Can the data below be set down again exactly, line for line?

──────── PROVIDED DATA ────────

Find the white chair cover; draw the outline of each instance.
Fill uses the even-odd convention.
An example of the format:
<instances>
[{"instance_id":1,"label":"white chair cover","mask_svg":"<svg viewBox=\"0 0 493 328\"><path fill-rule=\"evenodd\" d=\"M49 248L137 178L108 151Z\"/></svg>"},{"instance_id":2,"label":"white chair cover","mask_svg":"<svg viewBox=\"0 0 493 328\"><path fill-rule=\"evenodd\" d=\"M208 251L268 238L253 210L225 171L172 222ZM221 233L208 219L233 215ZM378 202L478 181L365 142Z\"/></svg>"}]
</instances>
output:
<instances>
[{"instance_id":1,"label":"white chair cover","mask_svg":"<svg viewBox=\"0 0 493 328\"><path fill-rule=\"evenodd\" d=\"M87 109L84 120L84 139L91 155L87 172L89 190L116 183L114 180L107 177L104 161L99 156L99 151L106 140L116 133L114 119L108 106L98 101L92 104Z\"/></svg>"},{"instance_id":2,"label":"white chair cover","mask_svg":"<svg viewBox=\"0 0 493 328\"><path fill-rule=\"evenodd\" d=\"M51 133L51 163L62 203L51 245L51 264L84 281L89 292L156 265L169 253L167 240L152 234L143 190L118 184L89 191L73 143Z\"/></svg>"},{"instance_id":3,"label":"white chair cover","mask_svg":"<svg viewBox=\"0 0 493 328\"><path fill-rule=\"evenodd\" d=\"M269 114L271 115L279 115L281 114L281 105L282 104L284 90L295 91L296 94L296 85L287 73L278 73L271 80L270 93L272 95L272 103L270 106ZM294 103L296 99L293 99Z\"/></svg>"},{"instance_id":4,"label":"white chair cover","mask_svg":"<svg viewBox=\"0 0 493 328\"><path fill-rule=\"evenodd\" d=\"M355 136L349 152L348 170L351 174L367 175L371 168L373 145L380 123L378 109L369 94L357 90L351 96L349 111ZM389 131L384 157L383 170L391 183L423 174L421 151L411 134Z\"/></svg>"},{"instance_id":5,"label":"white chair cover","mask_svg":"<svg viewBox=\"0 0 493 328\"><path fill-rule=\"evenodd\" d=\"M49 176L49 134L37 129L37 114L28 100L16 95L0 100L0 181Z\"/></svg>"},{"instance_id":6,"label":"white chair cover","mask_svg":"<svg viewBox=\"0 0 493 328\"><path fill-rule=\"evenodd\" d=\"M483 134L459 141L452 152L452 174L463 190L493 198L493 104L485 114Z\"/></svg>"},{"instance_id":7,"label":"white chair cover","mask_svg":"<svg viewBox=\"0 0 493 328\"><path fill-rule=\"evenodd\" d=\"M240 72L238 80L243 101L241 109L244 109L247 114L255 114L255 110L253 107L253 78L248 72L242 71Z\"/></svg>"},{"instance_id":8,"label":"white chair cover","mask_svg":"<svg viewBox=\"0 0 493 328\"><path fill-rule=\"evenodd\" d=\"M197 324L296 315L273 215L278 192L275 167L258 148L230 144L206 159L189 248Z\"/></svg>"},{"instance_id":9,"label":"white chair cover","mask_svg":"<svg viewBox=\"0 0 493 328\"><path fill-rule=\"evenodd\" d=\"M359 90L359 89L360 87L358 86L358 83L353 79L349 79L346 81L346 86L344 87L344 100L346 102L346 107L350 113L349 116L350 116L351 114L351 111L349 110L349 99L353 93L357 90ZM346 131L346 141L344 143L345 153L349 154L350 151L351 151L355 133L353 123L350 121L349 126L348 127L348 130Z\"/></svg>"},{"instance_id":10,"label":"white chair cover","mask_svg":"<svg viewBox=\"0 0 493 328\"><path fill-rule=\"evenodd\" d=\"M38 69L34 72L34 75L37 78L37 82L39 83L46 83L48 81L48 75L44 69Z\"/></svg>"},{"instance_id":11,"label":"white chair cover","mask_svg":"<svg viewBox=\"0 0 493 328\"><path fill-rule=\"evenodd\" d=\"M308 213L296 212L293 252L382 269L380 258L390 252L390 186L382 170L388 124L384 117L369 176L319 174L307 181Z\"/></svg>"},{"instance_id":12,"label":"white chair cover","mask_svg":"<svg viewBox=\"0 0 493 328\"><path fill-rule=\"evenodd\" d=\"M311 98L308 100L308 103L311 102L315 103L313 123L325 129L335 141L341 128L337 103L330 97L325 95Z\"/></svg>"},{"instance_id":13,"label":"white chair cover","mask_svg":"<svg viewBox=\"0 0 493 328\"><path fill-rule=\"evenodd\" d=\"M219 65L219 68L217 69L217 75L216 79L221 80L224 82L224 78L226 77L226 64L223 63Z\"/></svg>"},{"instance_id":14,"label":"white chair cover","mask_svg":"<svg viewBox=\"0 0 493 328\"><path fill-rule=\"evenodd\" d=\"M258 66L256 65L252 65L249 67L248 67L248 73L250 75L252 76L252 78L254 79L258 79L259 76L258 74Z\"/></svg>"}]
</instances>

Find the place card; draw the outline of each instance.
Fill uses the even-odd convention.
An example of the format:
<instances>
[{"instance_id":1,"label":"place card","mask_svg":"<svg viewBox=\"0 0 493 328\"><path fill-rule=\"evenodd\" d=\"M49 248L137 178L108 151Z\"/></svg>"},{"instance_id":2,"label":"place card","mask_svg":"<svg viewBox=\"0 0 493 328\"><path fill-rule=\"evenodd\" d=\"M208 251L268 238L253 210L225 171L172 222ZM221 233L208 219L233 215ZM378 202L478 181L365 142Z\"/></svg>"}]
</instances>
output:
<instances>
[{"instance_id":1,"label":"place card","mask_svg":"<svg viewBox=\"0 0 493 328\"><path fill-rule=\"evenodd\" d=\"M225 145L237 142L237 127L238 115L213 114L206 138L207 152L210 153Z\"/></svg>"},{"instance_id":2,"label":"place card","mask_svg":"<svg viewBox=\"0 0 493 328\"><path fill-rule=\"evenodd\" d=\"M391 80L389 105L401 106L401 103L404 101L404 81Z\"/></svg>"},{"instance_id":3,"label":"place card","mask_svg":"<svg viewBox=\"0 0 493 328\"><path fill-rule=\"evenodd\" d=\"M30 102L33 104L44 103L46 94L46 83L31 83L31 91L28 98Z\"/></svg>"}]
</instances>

────────

SOLUTION >>
Find the white chair cover; draw the outline of each instance.
Fill uses the even-odd convention.
An example of the format:
<instances>
[{"instance_id":1,"label":"white chair cover","mask_svg":"<svg viewBox=\"0 0 493 328\"><path fill-rule=\"evenodd\" d=\"M49 248L137 178L108 151Z\"/></svg>"},{"instance_id":2,"label":"white chair cover","mask_svg":"<svg viewBox=\"0 0 493 328\"><path fill-rule=\"evenodd\" d=\"M208 251L268 238L253 210L225 171L172 222ZM221 233L208 219L233 215ZM378 202L478 181L365 142Z\"/></svg>"}]
</instances>
output:
<instances>
[{"instance_id":1,"label":"white chair cover","mask_svg":"<svg viewBox=\"0 0 493 328\"><path fill-rule=\"evenodd\" d=\"M87 109L84 120L84 139L91 155L87 172L89 190L116 183L114 180L107 177L104 161L99 156L99 151L106 140L116 133L114 119L108 106L98 101L92 104Z\"/></svg>"},{"instance_id":2,"label":"white chair cover","mask_svg":"<svg viewBox=\"0 0 493 328\"><path fill-rule=\"evenodd\" d=\"M51 133L51 163L62 203L51 245L51 264L84 281L89 292L156 265L169 253L167 240L152 234L143 190L118 184L89 191L73 143Z\"/></svg>"},{"instance_id":3,"label":"white chair cover","mask_svg":"<svg viewBox=\"0 0 493 328\"><path fill-rule=\"evenodd\" d=\"M269 114L271 115L279 115L281 114L281 105L282 104L284 90L295 91L296 94L296 85L287 73L278 73L271 80L270 93L272 95L272 103L270 106ZM294 103L296 99L293 99Z\"/></svg>"},{"instance_id":4,"label":"white chair cover","mask_svg":"<svg viewBox=\"0 0 493 328\"><path fill-rule=\"evenodd\" d=\"M355 136L349 152L348 170L351 174L367 175L371 168L373 145L380 123L378 109L369 94L357 90L351 96L349 111ZM389 131L384 157L383 170L391 183L423 174L421 151L411 134Z\"/></svg>"},{"instance_id":5,"label":"white chair cover","mask_svg":"<svg viewBox=\"0 0 493 328\"><path fill-rule=\"evenodd\" d=\"M49 176L49 134L37 129L37 114L28 100L16 95L0 100L0 181Z\"/></svg>"},{"instance_id":6,"label":"white chair cover","mask_svg":"<svg viewBox=\"0 0 493 328\"><path fill-rule=\"evenodd\" d=\"M483 134L459 141L452 152L452 174L463 190L493 198L493 104L485 114Z\"/></svg>"},{"instance_id":7,"label":"white chair cover","mask_svg":"<svg viewBox=\"0 0 493 328\"><path fill-rule=\"evenodd\" d=\"M240 72L238 80L243 101L241 109L244 109L247 114L255 114L255 110L253 107L253 78L248 72L242 71Z\"/></svg>"},{"instance_id":8,"label":"white chair cover","mask_svg":"<svg viewBox=\"0 0 493 328\"><path fill-rule=\"evenodd\" d=\"M197 324L296 315L273 215L278 192L275 167L258 148L230 144L206 159L189 248Z\"/></svg>"},{"instance_id":9,"label":"white chair cover","mask_svg":"<svg viewBox=\"0 0 493 328\"><path fill-rule=\"evenodd\" d=\"M359 90L359 89L360 87L358 86L358 83L353 79L349 79L346 81L346 86L344 87L344 100L346 102L346 107L350 113L349 116L350 116L351 114L351 111L349 110L349 99L353 93L357 90ZM346 131L346 141L344 143L345 153L349 154L350 151L351 151L355 133L353 123L350 121L349 126L348 127L348 130Z\"/></svg>"},{"instance_id":10,"label":"white chair cover","mask_svg":"<svg viewBox=\"0 0 493 328\"><path fill-rule=\"evenodd\" d=\"M38 69L34 72L34 75L37 78L37 82L39 83L46 83L48 81L48 75L44 69Z\"/></svg>"},{"instance_id":11,"label":"white chair cover","mask_svg":"<svg viewBox=\"0 0 493 328\"><path fill-rule=\"evenodd\" d=\"M308 213L296 212L293 252L382 269L380 258L390 252L390 186L382 170L388 124L384 117L369 176L319 174L307 181Z\"/></svg>"},{"instance_id":12,"label":"white chair cover","mask_svg":"<svg viewBox=\"0 0 493 328\"><path fill-rule=\"evenodd\" d=\"M311 98L308 100L308 103L311 102L315 103L313 123L325 129L335 141L341 128L337 103L330 97L325 95Z\"/></svg>"},{"instance_id":13,"label":"white chair cover","mask_svg":"<svg viewBox=\"0 0 493 328\"><path fill-rule=\"evenodd\" d=\"M219 65L219 68L217 69L217 75L216 79L221 80L224 82L224 78L226 77L226 64L223 63Z\"/></svg>"},{"instance_id":14,"label":"white chair cover","mask_svg":"<svg viewBox=\"0 0 493 328\"><path fill-rule=\"evenodd\" d=\"M258 66L256 65L252 65L249 67L248 67L248 73L250 75L252 76L252 78L254 79L258 79L259 76L258 74Z\"/></svg>"}]
</instances>

Find the place card; draw the outline of each instance.
Fill uses the even-odd convention.
An example of the format:
<instances>
[{"instance_id":1,"label":"place card","mask_svg":"<svg viewBox=\"0 0 493 328\"><path fill-rule=\"evenodd\" d=\"M49 248L137 178L108 151Z\"/></svg>"},{"instance_id":2,"label":"place card","mask_svg":"<svg viewBox=\"0 0 493 328\"><path fill-rule=\"evenodd\" d=\"M208 251L268 238L253 210L225 171L172 222ZM221 233L208 219L233 215ZM378 202L478 181L365 142Z\"/></svg>"}]
</instances>
output:
<instances>
[{"instance_id":1,"label":"place card","mask_svg":"<svg viewBox=\"0 0 493 328\"><path fill-rule=\"evenodd\" d=\"M225 145L237 142L237 127L238 115L213 114L206 138L207 152L210 153Z\"/></svg>"},{"instance_id":2,"label":"place card","mask_svg":"<svg viewBox=\"0 0 493 328\"><path fill-rule=\"evenodd\" d=\"M391 80L389 105L401 106L401 103L404 101L404 81Z\"/></svg>"},{"instance_id":3,"label":"place card","mask_svg":"<svg viewBox=\"0 0 493 328\"><path fill-rule=\"evenodd\" d=\"M30 102L33 104L44 103L46 94L46 83L31 83L31 91L28 98Z\"/></svg>"}]
</instances>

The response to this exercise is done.